*PARTS OF THE EXERCISE*.
A) Summarize the forum thread in two sentences.
B) Return the passage of the forum thread word for word, beginning at the words "That said, my" and stopping after the words "you haven't considered.".

*SELECTED EXCERPT*.
Does this make me a bad mom??

I was responding to the idea that leaving the child behind means the parent will regret not having them there. Other children present or not, no one but the OP can say whether or not she will regret it. Did I miss my Dd? Absolutely. But I didn't regret not bringing her because the trip would have been significantly different had we brought her. It just made me excited to bring her next time.
 
I was responding to the idea that leaving the child behind means the parent will regret not having them there. Other children present or not, no one but the OP can say whether or not she will regret it. Did I miss my Dd? Absolutely. But I didn't regret not bringing her because the trip would have been significantly different had we brought her. It just made me excited to bring her next time.

But I think it's different when it's an adults only trip versus one with other kids. The OP had a four year old as well so many of the inconveniences about bringing a two year old could very well apply to the four year old too. I also think the fact that the OP made this post shows she's already have second thoughts about bringing the youngest, which could only intensify when they're at the parks and she sees other toddler having a wonderful time.
 
But I think it's different when it's an adults only trip versus one with other kids. The OP had a four year old as well so many of the inconveniences about bringing a two year old could very well apply to the four year old too. I also think the fact that the OP made this post shows she's already have second thoughts about bringing the youngest, which could only intensify when they're at the parks and she sees other toddler having a wonderful time.


Thank you! This is the point I was trying to make but you said it better.
 
But I think it's different when it's an adults only trip versus one with other kids. The OP had a four year old as well so many of the inconveniences about bringing a two year old could very well apply to the four year old too. I also think the fact that the OP made this post shows she's already have second thoughts about bringing the youngest, which could only intensify when they're at the parks and she sees other toddler having a wonderful time.

She *may* very well regret it, yes. I didn't say that wasn't a possibility. But the first post I responded to was saying that she *will* regret it. To me, that type of response.leaves no.leeway for the OP reacting differently than that responder. My point was that everyone is different - as many responders in this thread who have left a child behind while taking other and said they *don't* regret it supports.

There are some who may regret it. There are others who won't. There is not an absolute that applies to everyone. Neither is right or wrong - they are just different. That was the main point I was trying to make.
 
We have one son who will be 22-months during his first Disney trip. I was not planning to take him until he was potty trained, but a conference came up and I could not imagine being in Disney without my husband and son.

That said, my brother is 8 years older then me and my parents did do a few vacations with just him when I was too young to notice/care. In turn, I did some vacations with them when he was grown and out of the house when he was too "old" to care. Can't say I resent my parents for it nor do they feel guilty.

Have you asked the older kids what they think? They are part of the family and may have some insight you haven't considered.

No matter which choice, just your thoughtfulness makes you a good mom.
 
OP, your kids are close in age. Your 2 year old can do most everything your 4 year old can do. With your kids all being littles, I would never consider leaving one home. If there was a large age gap, that might be different but not at their ages.

[Stored records]
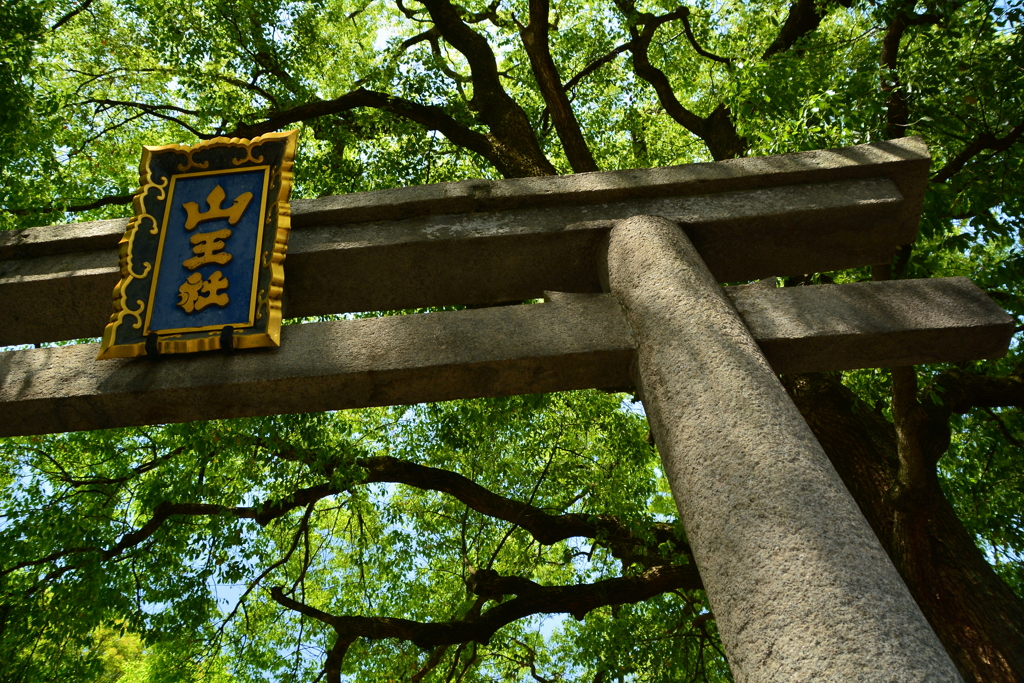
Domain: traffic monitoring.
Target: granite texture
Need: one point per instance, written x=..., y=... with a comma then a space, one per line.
x=800, y=587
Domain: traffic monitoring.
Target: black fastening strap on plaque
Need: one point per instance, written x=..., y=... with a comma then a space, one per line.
x=152, y=350
x=227, y=340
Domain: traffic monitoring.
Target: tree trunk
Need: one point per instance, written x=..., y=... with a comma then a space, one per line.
x=977, y=616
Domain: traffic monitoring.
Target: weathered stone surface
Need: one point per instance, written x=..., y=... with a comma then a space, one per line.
x=800, y=586
x=873, y=325
x=326, y=366
x=479, y=258
x=580, y=340
x=905, y=161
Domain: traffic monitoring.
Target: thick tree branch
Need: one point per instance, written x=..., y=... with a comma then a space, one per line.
x=688, y=30
x=897, y=112
x=897, y=109
x=531, y=599
x=961, y=390
x=535, y=39
x=804, y=18
x=72, y=14
x=546, y=528
x=595, y=65
x=511, y=130
x=262, y=514
x=433, y=118
x=983, y=142
x=717, y=129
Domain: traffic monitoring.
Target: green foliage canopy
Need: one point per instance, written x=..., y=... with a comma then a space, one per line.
x=211, y=552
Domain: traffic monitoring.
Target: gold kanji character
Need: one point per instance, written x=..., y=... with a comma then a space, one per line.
x=216, y=197
x=192, y=288
x=207, y=249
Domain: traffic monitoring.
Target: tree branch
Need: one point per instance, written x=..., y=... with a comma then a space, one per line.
x=717, y=129
x=546, y=528
x=511, y=130
x=113, y=200
x=72, y=14
x=431, y=117
x=535, y=39
x=983, y=142
x=531, y=599
x=688, y=30
x=595, y=65
x=804, y=18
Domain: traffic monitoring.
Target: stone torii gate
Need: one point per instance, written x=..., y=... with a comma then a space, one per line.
x=800, y=586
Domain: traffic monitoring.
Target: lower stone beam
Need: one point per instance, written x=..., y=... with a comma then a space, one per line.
x=572, y=342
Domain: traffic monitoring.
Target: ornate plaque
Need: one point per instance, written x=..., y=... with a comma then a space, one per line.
x=202, y=259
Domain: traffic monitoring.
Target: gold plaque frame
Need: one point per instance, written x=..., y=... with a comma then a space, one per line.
x=141, y=293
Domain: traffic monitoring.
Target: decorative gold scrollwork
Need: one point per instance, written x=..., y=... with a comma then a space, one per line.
x=249, y=155
x=137, y=313
x=192, y=162
x=162, y=186
x=262, y=301
x=146, y=266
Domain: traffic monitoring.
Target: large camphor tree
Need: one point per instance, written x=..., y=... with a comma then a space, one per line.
x=527, y=539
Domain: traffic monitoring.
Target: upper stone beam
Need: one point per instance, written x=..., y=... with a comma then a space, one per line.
x=481, y=242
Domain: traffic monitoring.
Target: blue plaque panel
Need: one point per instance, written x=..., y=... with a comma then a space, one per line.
x=201, y=261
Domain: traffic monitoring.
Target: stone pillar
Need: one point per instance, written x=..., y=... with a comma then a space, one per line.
x=800, y=586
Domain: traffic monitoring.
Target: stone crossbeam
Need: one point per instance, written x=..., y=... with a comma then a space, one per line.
x=571, y=342
x=479, y=242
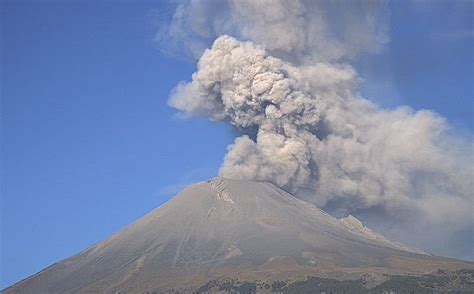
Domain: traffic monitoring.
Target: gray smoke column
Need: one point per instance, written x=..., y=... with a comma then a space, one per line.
x=313, y=134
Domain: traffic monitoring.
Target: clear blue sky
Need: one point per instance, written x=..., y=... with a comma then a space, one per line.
x=89, y=144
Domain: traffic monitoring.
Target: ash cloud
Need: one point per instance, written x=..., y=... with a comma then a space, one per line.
x=291, y=83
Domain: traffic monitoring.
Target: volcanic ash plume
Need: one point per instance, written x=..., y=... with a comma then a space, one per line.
x=304, y=125
x=317, y=138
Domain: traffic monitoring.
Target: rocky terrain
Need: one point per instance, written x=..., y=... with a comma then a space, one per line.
x=231, y=236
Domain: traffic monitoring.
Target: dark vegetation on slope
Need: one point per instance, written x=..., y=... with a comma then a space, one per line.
x=459, y=282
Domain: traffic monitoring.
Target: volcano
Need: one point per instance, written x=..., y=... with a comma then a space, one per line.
x=232, y=229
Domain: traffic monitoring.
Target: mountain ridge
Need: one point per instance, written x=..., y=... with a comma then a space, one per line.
x=225, y=228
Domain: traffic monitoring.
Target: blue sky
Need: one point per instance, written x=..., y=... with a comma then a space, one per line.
x=89, y=144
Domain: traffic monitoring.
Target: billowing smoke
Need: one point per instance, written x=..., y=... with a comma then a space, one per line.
x=305, y=126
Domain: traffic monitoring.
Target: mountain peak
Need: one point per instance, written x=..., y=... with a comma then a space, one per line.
x=228, y=228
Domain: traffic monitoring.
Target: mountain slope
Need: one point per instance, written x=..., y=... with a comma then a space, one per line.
x=228, y=228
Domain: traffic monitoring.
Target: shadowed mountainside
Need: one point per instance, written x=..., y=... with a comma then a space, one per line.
x=232, y=229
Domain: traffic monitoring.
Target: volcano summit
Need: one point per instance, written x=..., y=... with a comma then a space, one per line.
x=231, y=230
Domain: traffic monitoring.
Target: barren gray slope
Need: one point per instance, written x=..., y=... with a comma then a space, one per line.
x=227, y=228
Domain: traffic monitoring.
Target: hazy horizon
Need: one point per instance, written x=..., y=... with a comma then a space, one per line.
x=93, y=135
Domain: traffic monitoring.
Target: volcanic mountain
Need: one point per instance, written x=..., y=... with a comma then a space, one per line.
x=231, y=229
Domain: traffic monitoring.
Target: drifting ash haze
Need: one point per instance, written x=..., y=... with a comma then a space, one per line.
x=232, y=229
x=290, y=90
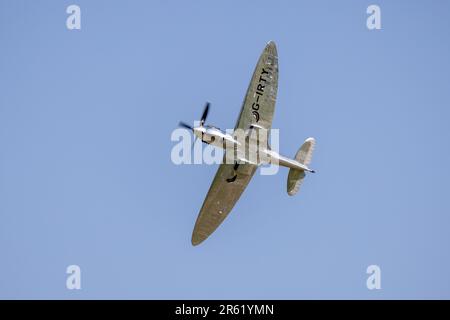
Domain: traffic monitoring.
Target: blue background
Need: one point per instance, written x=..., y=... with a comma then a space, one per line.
x=86, y=176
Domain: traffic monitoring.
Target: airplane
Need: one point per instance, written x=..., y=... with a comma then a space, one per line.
x=231, y=179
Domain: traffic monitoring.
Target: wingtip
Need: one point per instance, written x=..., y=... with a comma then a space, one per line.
x=195, y=240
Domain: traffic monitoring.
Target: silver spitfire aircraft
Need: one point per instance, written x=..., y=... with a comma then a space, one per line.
x=232, y=178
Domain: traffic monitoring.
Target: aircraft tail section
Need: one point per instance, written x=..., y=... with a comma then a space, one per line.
x=304, y=156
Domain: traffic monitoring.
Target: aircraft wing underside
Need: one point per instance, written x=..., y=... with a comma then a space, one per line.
x=230, y=181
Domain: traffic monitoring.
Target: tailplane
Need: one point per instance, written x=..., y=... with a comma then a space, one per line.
x=304, y=156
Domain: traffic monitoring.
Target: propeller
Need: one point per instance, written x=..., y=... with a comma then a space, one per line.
x=205, y=114
x=202, y=121
x=185, y=125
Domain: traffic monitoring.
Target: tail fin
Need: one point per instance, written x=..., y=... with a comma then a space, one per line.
x=304, y=156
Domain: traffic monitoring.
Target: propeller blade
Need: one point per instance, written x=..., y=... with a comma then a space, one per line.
x=205, y=114
x=185, y=125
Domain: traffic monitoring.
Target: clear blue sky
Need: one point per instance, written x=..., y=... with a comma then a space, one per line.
x=85, y=170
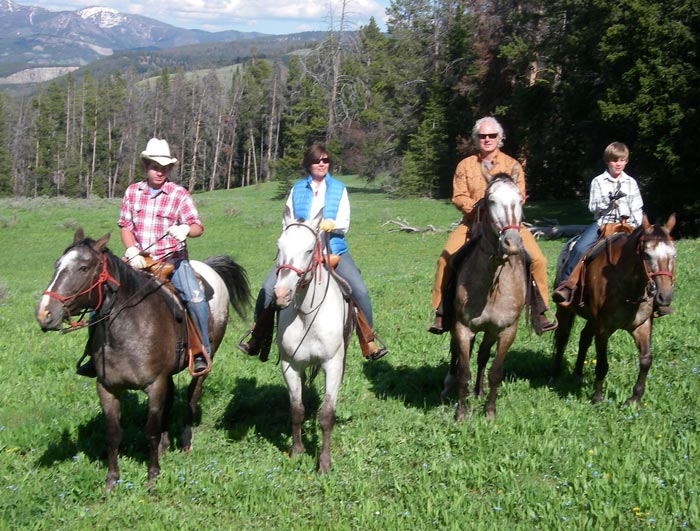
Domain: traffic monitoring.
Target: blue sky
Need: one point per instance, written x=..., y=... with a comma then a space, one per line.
x=265, y=16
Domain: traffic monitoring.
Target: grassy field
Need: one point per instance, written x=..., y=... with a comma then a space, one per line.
x=549, y=460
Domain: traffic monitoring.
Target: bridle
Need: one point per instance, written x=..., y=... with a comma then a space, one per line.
x=313, y=266
x=500, y=229
x=651, y=288
x=653, y=274
x=103, y=277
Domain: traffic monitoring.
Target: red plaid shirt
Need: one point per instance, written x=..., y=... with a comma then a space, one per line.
x=148, y=218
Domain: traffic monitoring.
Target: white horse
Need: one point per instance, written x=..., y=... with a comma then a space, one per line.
x=313, y=326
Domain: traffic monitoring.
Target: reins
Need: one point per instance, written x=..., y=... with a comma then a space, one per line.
x=651, y=288
x=315, y=267
x=102, y=278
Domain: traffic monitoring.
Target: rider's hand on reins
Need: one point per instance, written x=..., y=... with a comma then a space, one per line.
x=134, y=258
x=326, y=225
x=179, y=232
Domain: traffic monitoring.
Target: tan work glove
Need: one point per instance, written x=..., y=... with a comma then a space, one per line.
x=179, y=232
x=326, y=225
x=134, y=258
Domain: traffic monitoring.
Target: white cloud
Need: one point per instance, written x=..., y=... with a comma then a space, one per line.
x=266, y=16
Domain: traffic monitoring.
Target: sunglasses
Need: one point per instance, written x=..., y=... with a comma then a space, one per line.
x=157, y=167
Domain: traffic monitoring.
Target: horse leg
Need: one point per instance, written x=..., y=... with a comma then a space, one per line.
x=481, y=361
x=460, y=346
x=157, y=397
x=561, y=338
x=333, y=371
x=601, y=368
x=449, y=383
x=295, y=386
x=167, y=414
x=584, y=343
x=194, y=392
x=111, y=408
x=505, y=340
x=642, y=338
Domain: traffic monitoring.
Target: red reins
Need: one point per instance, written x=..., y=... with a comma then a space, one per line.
x=102, y=278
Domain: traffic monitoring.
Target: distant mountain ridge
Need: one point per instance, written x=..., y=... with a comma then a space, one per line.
x=34, y=38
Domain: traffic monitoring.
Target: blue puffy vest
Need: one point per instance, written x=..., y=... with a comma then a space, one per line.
x=301, y=202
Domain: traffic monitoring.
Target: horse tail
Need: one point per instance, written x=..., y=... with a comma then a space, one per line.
x=236, y=279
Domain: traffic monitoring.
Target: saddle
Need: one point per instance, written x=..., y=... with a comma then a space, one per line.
x=261, y=335
x=162, y=270
x=607, y=234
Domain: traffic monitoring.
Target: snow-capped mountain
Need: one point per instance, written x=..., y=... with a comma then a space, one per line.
x=32, y=36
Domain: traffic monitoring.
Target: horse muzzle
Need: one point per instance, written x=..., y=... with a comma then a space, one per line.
x=510, y=243
x=48, y=318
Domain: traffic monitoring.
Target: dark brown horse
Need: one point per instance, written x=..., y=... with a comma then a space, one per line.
x=136, y=335
x=490, y=293
x=622, y=285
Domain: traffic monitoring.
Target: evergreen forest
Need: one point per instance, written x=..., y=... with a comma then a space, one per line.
x=564, y=77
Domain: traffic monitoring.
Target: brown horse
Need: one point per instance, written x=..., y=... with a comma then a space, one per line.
x=622, y=286
x=490, y=293
x=136, y=334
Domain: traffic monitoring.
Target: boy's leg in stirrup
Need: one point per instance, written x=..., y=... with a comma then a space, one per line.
x=367, y=338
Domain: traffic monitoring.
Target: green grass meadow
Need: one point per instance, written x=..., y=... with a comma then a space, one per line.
x=550, y=460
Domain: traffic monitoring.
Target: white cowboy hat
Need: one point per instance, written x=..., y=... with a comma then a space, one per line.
x=158, y=151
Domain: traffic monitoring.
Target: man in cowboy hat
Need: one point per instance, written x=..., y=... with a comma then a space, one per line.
x=156, y=217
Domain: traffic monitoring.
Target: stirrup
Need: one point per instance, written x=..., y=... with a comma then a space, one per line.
x=244, y=341
x=193, y=362
x=380, y=352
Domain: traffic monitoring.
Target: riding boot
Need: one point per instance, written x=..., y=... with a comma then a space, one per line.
x=563, y=295
x=367, y=338
x=260, y=335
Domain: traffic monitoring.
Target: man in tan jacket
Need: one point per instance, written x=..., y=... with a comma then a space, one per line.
x=468, y=187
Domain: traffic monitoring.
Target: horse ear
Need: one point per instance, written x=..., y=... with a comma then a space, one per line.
x=317, y=219
x=515, y=172
x=671, y=222
x=102, y=242
x=287, y=216
x=486, y=173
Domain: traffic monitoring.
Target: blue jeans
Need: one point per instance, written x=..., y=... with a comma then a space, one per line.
x=586, y=240
x=346, y=269
x=192, y=295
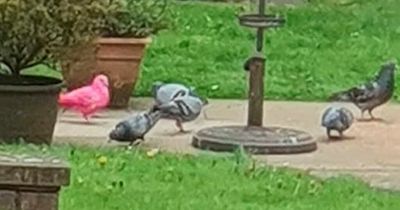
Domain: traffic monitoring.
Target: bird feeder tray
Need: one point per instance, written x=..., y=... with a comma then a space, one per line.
x=261, y=21
x=255, y=140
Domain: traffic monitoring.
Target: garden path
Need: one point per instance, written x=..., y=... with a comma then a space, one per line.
x=373, y=154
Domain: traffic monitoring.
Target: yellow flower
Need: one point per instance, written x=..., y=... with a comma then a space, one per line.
x=102, y=160
x=152, y=153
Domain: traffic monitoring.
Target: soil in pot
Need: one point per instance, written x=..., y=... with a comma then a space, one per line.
x=28, y=108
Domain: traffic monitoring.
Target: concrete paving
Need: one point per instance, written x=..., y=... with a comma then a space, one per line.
x=371, y=152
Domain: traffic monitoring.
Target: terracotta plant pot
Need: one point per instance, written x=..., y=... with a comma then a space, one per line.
x=118, y=58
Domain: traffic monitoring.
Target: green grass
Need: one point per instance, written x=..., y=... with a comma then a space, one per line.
x=132, y=180
x=324, y=47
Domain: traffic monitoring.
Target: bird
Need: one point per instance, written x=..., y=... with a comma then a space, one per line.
x=182, y=109
x=165, y=92
x=135, y=127
x=337, y=118
x=88, y=99
x=373, y=93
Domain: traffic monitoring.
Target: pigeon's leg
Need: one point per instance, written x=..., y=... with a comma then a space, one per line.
x=205, y=115
x=86, y=118
x=135, y=143
x=328, y=133
x=178, y=124
x=341, y=134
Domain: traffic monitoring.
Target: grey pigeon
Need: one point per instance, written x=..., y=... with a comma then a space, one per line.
x=164, y=93
x=181, y=109
x=372, y=94
x=135, y=127
x=337, y=118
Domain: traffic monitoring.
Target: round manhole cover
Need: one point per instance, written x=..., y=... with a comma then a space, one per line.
x=256, y=140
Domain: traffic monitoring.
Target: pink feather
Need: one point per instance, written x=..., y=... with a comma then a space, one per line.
x=88, y=99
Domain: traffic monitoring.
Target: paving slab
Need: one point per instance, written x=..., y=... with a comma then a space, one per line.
x=370, y=152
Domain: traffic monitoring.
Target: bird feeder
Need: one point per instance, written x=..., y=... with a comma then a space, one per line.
x=254, y=137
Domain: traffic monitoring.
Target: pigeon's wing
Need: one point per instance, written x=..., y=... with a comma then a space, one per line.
x=168, y=92
x=186, y=108
x=137, y=125
x=367, y=92
x=329, y=115
x=84, y=96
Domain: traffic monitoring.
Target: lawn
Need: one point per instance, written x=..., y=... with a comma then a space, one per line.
x=111, y=179
x=324, y=47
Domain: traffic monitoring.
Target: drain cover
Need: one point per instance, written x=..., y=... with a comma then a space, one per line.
x=256, y=140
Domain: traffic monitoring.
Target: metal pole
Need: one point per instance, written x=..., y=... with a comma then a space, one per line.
x=256, y=83
x=260, y=31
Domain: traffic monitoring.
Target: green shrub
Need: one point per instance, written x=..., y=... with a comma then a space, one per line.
x=136, y=18
x=35, y=31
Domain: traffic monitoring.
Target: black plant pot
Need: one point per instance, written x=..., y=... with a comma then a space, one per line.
x=28, y=108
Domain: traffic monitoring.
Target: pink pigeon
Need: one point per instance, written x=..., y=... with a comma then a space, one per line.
x=88, y=99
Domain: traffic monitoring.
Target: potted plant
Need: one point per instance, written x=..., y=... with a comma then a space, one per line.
x=119, y=50
x=35, y=32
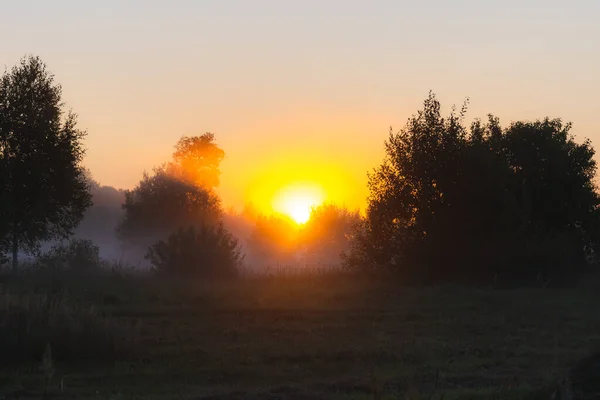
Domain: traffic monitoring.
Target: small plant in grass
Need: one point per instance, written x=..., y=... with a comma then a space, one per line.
x=47, y=367
x=32, y=324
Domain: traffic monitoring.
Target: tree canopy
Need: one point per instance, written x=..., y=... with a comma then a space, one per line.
x=450, y=202
x=43, y=188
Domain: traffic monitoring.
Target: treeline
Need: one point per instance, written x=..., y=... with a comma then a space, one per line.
x=450, y=202
x=480, y=203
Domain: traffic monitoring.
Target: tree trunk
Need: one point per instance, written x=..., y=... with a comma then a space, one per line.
x=15, y=267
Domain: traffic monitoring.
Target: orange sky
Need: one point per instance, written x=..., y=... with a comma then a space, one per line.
x=302, y=92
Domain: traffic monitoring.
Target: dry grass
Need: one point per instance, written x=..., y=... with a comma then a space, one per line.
x=335, y=337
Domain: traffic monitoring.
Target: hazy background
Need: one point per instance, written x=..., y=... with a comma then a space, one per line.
x=292, y=90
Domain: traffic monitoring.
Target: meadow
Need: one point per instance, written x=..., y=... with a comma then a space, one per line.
x=296, y=336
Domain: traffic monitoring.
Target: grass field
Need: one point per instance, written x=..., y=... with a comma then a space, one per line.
x=325, y=338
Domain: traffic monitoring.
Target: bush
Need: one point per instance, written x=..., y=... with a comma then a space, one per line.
x=31, y=322
x=207, y=251
x=77, y=254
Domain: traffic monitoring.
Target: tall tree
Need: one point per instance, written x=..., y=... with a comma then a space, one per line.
x=43, y=188
x=197, y=159
x=329, y=232
x=453, y=203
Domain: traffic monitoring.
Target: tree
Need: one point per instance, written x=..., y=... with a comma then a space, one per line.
x=207, y=251
x=43, y=190
x=196, y=160
x=452, y=203
x=329, y=232
x=274, y=239
x=160, y=204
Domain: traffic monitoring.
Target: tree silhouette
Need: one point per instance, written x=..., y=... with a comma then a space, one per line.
x=197, y=159
x=329, y=232
x=207, y=251
x=452, y=203
x=43, y=190
x=161, y=204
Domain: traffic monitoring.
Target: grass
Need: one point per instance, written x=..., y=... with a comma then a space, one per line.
x=326, y=337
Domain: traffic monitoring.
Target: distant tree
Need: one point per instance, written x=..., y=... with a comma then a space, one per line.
x=43, y=190
x=208, y=252
x=553, y=186
x=451, y=203
x=161, y=204
x=197, y=159
x=274, y=239
x=77, y=255
x=329, y=232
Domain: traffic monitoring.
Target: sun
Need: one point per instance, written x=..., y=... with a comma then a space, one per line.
x=296, y=201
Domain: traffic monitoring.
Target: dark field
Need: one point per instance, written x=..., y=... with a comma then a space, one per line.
x=325, y=338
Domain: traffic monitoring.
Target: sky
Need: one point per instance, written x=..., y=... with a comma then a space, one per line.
x=301, y=92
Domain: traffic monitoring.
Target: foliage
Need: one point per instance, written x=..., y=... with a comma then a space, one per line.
x=43, y=190
x=329, y=232
x=161, y=204
x=275, y=238
x=450, y=202
x=77, y=254
x=205, y=251
x=196, y=160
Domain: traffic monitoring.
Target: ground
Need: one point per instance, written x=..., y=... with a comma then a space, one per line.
x=331, y=338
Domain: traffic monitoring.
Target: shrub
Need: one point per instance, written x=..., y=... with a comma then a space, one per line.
x=207, y=251
x=77, y=254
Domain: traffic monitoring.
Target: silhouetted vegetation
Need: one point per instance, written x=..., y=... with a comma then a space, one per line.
x=329, y=232
x=449, y=202
x=203, y=252
x=44, y=192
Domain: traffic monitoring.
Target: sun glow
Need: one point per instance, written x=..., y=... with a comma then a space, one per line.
x=297, y=200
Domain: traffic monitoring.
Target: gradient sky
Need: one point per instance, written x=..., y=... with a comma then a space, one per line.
x=303, y=90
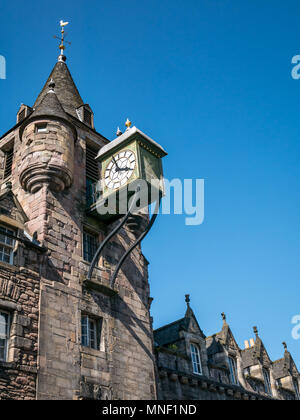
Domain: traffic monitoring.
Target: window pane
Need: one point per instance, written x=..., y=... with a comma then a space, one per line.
x=267, y=382
x=196, y=360
x=233, y=371
x=84, y=331
x=2, y=349
x=4, y=334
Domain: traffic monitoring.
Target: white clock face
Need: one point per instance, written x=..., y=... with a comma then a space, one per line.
x=120, y=169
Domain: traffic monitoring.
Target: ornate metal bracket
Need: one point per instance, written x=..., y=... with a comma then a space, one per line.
x=116, y=230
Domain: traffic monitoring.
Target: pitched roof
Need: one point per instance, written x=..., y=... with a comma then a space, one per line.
x=65, y=89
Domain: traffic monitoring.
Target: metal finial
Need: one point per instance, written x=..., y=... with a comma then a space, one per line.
x=62, y=58
x=51, y=86
x=128, y=124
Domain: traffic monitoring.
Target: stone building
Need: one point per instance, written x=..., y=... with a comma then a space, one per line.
x=192, y=366
x=63, y=337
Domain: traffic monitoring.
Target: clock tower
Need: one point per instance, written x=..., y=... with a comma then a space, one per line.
x=81, y=340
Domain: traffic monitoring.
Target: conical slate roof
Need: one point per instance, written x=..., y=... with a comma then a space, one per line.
x=65, y=89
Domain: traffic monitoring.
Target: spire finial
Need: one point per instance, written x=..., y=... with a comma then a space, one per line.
x=255, y=329
x=62, y=58
x=128, y=124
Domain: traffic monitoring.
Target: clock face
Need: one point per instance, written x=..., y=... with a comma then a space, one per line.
x=120, y=169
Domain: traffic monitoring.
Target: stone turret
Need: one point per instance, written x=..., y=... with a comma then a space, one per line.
x=47, y=146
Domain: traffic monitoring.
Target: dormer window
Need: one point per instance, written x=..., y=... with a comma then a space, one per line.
x=196, y=359
x=267, y=381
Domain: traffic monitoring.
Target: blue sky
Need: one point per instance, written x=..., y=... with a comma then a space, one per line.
x=211, y=81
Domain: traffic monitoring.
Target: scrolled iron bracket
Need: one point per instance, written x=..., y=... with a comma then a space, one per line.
x=116, y=230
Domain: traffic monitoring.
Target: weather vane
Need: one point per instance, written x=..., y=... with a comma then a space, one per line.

*LIST OF SOLUTIONS*.
A) Replies in the forum thread disagree over whether a parent will regret leaving a two-year-old home from a trip, with one poster arguing that no one but the OP can say and that people react differently. Others note that many inconveniences of bringing a two-year-old could apply to the OP's four-year-old too, suggest asking the older kids what they think, and say the OP's thoughtfulness makes her a good mom.

B)
That said, my brother is 8 years older then me and my parents did do a few vacations with just him when I was too young to notice/care. In turn, I did some vacations with them when he was grown and out of the house when he was too "old" to care. Can't say I resent my parents for it nor do they feel guilty.

Have you asked the older kids what they think? They are part of the family and may have some insight you haven't considered.